- Texte extrait -
Introduction aux journées d’étude de Limoges - 20-21 juin 2003
Si, de même que la synesthésie, la polysensorialité évoque en première approximation un phénomène d’association sensorielle, elle s’en distingue par de nombreux points. Au-delà d’un premier rapport de l’unité au multiple, la différence se conçoit en terme de visée : une visée synthétique et globale contre une visée analytique et locale. L’attention synesthésique est unifiante et soumet les sensations en présence à une force cohésive. L’attention polysensorielle est, au contraire, dispersive et renvoie les sensations à leur diversité. Témoignage d’une attirance, d’une tension sans confusion des sens, elle tend, par une pression discrétisante, à maintenir la discontinuité entre les sensations en présence.
Dans les arts plastiques, la notion de synesthésie accompagne les débuts de l’Abstraction. Couplage d’une majeure et d’une mineure (la vue et l’ouïe, essentiellement), ce phénomène s’incarne alors le plus souvent dans la matière unifiante de la peinture. Parce qu’elle célèbre la diversité sensorielle, la polysensorialité suggère en revanche la juxtaposition pratiquée dans ces « assemblages » de musique, de danse et d’arts plastiques désignés sous le nom d’installations ou de performances.
Si l’art du 20e siècle et sa théorisation s’offrent à elles comme un champ d’investigation privilégié, les journées d’étude de Limoges entendent dépasser les considérations historiques et stylistiques pour voir les œuvres comme des témoignages de la diversité des esthésies associatives. Dans la continuité des journées de Louvain consacrées aux « Effets de matière comme synesthésies », il s’agit de placer la synesthésie au cœur de l’expérience esthétique du sujet en voie de constitution pour l’ériger en opération constitutive de la sémiosis. Une telle conception amène à distinguer polysensorialité et synesthésie sur un trait aspectuel, la diversité polysensorielle s’imposant alors comme un préalable à la synthèse des sensations.

- Consigne a -
Restitue à l'identique tout ce qui va du début des enregistrements jusqu'à la ligne contenant « xmin=315 ymin=197 xmax=541 ymax=486 », celle-ci comprise. Laisse les images hors de ta réponse.

Entrées pour l'annotation par boîtes englobantes:
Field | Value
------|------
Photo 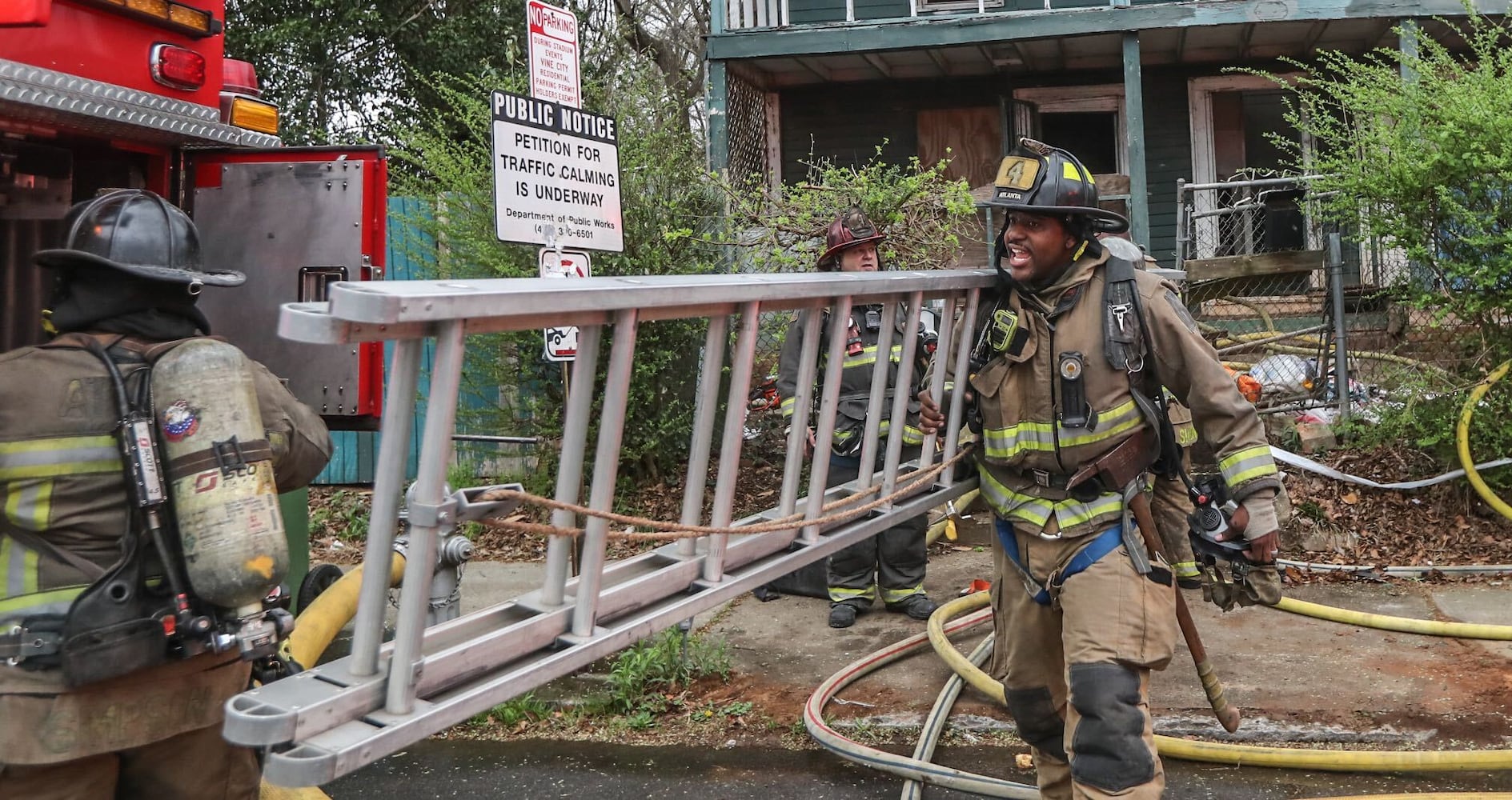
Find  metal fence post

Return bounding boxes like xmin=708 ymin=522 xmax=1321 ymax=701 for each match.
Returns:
xmin=1328 ymin=231 xmax=1349 ymax=422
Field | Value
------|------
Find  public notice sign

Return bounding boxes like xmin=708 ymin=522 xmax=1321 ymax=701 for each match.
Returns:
xmin=491 ymin=92 xmax=624 ymax=253
xmin=524 ymin=0 xmax=582 ymax=109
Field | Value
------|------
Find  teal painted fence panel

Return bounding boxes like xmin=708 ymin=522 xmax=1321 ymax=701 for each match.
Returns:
xmin=315 ymin=197 xmax=541 ymax=486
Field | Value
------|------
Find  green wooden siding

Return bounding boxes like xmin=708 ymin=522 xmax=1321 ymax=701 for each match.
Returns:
xmin=780 ymin=77 xmax=1002 ymax=183
xmin=1145 ymin=71 xmax=1192 ymax=268
xmin=788 ymin=0 xmax=907 ymax=24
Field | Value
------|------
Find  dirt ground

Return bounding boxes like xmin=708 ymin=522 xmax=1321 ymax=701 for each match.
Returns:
xmin=311 ymin=435 xmax=1512 ymax=747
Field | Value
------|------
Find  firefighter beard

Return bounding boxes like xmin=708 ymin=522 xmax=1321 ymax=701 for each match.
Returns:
xmin=990 ymin=520 xmax=1177 ymax=800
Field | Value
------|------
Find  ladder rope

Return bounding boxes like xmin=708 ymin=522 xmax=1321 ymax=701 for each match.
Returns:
xmin=476 ymin=445 xmax=973 ymax=542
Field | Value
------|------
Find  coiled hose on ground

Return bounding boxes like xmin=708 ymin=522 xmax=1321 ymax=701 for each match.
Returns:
xmin=257 ymin=554 xmax=403 ymax=800
xmin=1454 ymin=362 xmax=1512 ymax=518
xmin=803 ymin=591 xmax=1512 ymax=800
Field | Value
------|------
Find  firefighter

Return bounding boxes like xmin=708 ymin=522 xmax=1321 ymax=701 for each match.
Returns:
xmin=777 ymin=206 xmax=945 ymax=627
xmin=0 ymin=189 xmax=331 ymax=798
xmin=949 ymin=139 xmax=1279 ymax=798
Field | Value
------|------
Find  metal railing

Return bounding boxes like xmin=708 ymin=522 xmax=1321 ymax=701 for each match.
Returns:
xmin=225 ymin=270 xmax=995 ymax=785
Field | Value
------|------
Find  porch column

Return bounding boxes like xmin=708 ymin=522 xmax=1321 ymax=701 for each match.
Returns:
xmin=1397 ymin=20 xmax=1418 ymax=83
xmin=1124 ymin=32 xmax=1149 ymax=248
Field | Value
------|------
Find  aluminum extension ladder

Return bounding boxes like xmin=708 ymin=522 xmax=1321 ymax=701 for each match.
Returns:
xmin=225 ymin=270 xmax=995 ymax=786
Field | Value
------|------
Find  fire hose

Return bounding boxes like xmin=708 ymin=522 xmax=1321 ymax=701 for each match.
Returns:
xmin=259 ymin=554 xmax=403 ymax=800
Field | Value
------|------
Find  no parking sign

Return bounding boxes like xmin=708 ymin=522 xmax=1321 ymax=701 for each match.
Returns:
xmin=539 ymin=246 xmax=592 ymax=362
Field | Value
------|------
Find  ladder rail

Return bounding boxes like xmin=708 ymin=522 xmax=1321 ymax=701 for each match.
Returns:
xmin=242 ymin=270 xmax=997 ymax=785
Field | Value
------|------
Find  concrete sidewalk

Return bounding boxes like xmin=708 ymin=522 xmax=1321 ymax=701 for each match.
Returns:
xmin=447 ymin=517 xmax=1512 ymax=747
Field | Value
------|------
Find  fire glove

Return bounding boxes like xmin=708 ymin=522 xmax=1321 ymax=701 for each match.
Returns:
xmin=1202 ymin=564 xmax=1281 ymax=611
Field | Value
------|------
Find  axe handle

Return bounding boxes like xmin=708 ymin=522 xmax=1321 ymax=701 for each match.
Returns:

- Consigne b -
Écris la suite du texte sur la polysensorialité et la synesthésie à partir de l'endroit où il s'arrête.

- Réponse rédigée a -
Field | Value
------|------
Photo 
Find  metal fence post

Return bounding boxes like xmin=708 ymin=522 xmax=1321 ymax=701 for each match.
Returns:
xmin=1328 ymin=231 xmax=1349 ymax=422
Field | Value
------|------
Find  public notice sign

Return bounding boxes like xmin=708 ymin=522 xmax=1321 ymax=701 for each match.
Returns:
xmin=491 ymin=92 xmax=624 ymax=253
xmin=524 ymin=0 xmax=582 ymax=109
Field | Value
------|------
Find  teal painted fence panel

Return bounding boxes like xmin=708 ymin=522 xmax=1321 ymax=701 for each match.
Returns:
xmin=315 ymin=197 xmax=541 ymax=486

- Réponse rédigée b -
Pour ces journées d’étude de Limoges, l’ambition est de dresser un inventaire des formes polysensorielles susceptibles de rendre compte de la variété des esthésies. Une première approche montre en effet qu’une association sensorielle s’effectue nécessairement à partir d’une opération constitutive (mode rhétorique ou praxéologique, montage, etc). Cette typologie élémentaire peut être affinée et sous-tend alors une distinction méréologique permettant de décrire des morphologies spécifiques telles que la chaîne, la grappe, le réseau ou le faisceau…. Croisant ainsi les paramètres, on parviendrait, de rubriques en types, à une description sémiotique précise des phénomènes. Pourtant, au-delà d’un effort de catégorisation, l’ambition des journées d’étude est de dévoiler l’intimité de l’expérience esthésique pour rendre compte de la façon dont un spectateur s’accorde à une forme sensorielle particulière et, par cet ajustement sensible, se constitue en sujet.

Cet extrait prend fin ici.